▸ **EXERCISE OBJECTIVE**: Output the line containing "Tag every instance of the silver" exactly. Do the same for every line after it through the end of the material, and output nothing else.

▸ **RECORDS PROVIDED**:
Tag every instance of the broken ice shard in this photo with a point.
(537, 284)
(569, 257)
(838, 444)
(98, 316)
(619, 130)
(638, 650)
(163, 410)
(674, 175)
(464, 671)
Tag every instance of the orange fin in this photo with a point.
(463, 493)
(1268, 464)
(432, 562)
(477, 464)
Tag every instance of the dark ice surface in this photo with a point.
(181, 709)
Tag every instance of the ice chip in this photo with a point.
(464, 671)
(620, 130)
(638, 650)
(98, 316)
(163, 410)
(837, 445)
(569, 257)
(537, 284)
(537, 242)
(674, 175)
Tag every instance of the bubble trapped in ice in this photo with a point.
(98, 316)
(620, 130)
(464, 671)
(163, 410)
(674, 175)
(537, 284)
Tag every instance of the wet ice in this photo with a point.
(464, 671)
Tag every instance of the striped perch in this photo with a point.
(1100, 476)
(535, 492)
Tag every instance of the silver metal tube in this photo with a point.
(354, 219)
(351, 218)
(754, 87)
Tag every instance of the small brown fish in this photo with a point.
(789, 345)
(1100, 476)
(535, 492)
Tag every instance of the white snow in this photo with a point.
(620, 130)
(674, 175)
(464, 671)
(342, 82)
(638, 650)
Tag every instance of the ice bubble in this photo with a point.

▸ **TASK RESPONSE**:
Tag every instance of the silver metal tube in this photo with a point.
(354, 219)
(351, 218)
(754, 87)
Tag every instance of the small brown fish in this photo with a point.
(789, 345)
(1100, 476)
(535, 492)
Tag every instance of the white snow in this photo with a point.
(620, 130)
(674, 175)
(464, 671)
(342, 82)
(638, 650)
Tag every instance of the ice bubble in this photo with a point.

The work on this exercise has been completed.